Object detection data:
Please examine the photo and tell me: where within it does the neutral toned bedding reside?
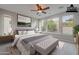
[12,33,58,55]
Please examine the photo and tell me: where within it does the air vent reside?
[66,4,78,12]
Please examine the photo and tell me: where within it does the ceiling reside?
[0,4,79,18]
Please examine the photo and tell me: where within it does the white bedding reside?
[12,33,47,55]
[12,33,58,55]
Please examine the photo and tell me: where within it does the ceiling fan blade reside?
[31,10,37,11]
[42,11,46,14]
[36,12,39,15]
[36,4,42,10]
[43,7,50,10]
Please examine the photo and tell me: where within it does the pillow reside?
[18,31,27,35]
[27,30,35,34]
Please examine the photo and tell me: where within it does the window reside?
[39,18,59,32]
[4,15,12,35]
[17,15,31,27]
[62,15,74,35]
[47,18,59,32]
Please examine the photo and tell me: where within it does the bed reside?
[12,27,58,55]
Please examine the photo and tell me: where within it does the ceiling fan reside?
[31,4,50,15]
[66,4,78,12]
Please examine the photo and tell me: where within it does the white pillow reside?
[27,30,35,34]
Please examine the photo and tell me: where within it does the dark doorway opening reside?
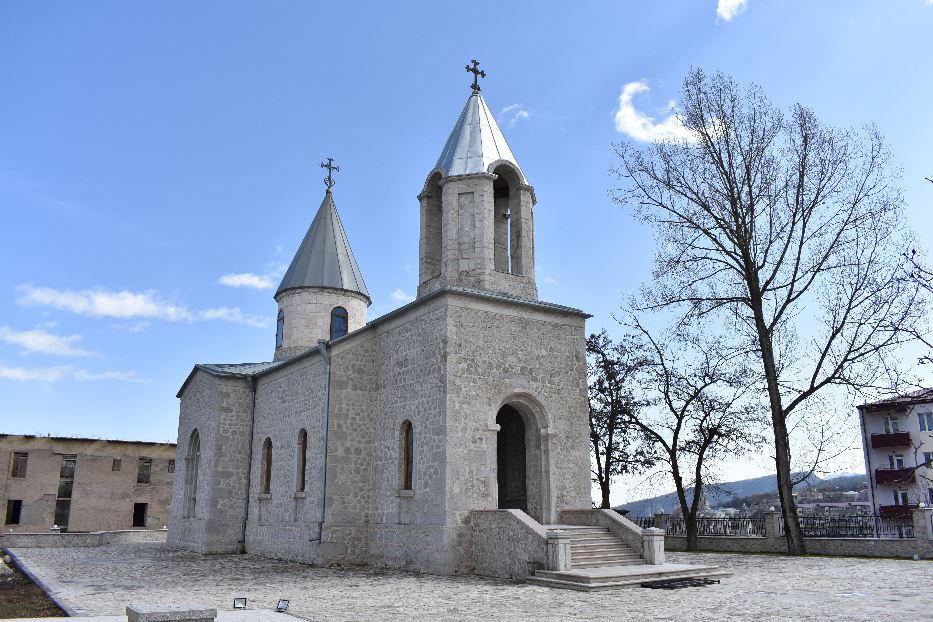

TO DO:
State how many of the lines above contain the word "white", matching case exactly. Reply with the number only.

EXERCISE SOLUTION:
2